● What to produce
Gather every line in the entries below that contains the string "flower".

Pointing dataset records
****************************************
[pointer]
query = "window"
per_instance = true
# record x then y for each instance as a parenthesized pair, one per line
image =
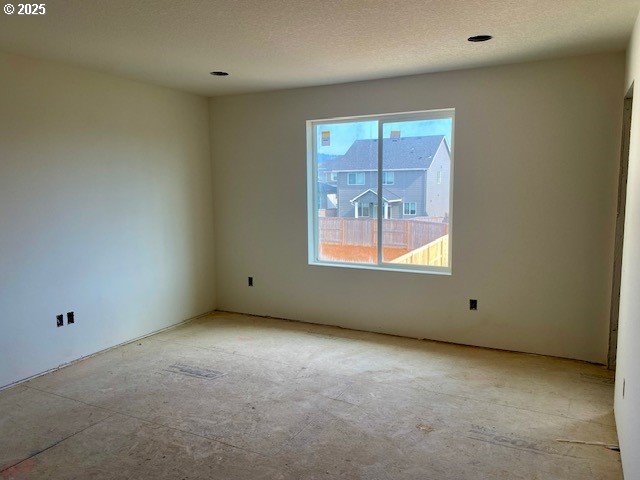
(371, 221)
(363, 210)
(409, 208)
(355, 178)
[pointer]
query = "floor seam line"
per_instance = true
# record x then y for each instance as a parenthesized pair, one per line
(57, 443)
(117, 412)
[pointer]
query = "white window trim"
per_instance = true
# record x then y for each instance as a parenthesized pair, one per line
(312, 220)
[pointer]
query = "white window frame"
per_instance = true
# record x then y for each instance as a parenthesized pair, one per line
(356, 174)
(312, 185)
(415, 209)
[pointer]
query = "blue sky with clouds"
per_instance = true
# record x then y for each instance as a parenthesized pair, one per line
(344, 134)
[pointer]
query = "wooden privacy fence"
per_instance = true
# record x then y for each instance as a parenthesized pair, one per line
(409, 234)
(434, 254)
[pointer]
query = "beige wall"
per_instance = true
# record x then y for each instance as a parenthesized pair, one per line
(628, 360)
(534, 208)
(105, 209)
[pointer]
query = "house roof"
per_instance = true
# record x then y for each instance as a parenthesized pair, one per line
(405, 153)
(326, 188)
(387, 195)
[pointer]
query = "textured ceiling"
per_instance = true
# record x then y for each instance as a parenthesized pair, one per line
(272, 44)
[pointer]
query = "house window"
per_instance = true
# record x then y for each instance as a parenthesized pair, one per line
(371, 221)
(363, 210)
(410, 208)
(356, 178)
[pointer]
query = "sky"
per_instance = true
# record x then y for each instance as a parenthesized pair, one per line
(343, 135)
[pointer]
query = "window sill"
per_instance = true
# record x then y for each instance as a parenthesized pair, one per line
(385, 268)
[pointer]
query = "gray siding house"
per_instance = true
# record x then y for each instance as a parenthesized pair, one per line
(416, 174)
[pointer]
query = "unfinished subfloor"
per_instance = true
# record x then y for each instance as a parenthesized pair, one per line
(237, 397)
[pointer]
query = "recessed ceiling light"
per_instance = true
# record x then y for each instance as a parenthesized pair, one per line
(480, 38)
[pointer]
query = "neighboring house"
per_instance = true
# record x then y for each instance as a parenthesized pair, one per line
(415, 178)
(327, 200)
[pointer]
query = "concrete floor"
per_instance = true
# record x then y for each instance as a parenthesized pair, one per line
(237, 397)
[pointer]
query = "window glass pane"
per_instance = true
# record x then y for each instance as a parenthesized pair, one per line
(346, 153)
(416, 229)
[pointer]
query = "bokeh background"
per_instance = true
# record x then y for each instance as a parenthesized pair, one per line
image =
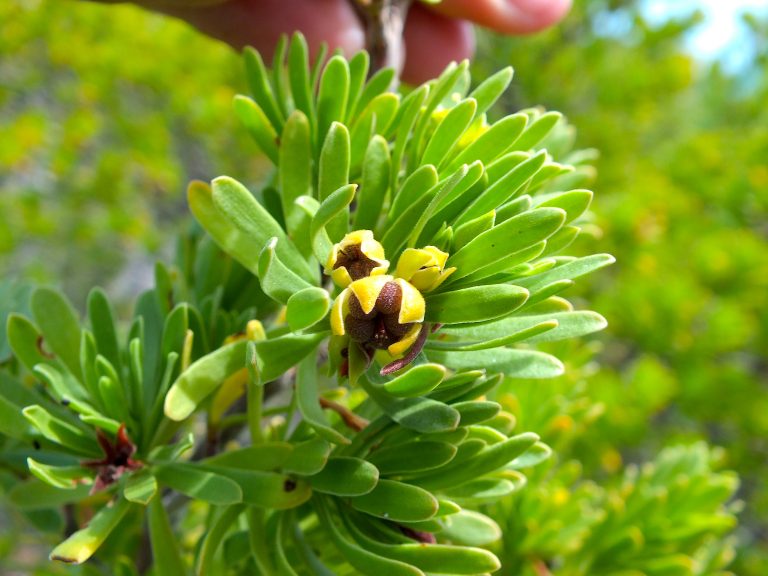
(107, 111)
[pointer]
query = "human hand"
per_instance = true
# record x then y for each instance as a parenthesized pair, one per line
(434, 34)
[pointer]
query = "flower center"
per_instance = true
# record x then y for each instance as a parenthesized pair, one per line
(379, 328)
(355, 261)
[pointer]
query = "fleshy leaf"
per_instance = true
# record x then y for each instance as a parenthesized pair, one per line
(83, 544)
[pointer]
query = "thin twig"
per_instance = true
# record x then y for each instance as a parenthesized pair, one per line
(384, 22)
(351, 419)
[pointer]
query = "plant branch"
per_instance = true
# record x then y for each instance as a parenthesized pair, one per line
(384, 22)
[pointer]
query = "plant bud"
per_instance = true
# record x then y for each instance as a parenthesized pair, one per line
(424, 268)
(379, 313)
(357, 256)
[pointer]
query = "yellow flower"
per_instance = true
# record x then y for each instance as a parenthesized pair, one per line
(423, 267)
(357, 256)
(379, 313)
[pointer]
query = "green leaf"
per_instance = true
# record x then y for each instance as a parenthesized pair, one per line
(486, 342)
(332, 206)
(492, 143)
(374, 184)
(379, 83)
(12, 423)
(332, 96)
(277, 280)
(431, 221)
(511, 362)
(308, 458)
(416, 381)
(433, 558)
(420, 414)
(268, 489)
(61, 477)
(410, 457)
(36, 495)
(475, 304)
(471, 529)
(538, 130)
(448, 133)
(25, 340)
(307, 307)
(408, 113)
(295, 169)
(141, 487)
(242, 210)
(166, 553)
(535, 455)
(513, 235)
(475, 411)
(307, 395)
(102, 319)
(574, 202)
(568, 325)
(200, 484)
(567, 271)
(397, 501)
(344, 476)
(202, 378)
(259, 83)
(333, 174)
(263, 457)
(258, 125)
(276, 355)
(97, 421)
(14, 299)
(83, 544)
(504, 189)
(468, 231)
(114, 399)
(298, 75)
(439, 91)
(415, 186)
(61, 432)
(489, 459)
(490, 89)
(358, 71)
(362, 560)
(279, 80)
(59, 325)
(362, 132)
****************************************
● Solved problem
query = "flower center"
query = "yellow flower"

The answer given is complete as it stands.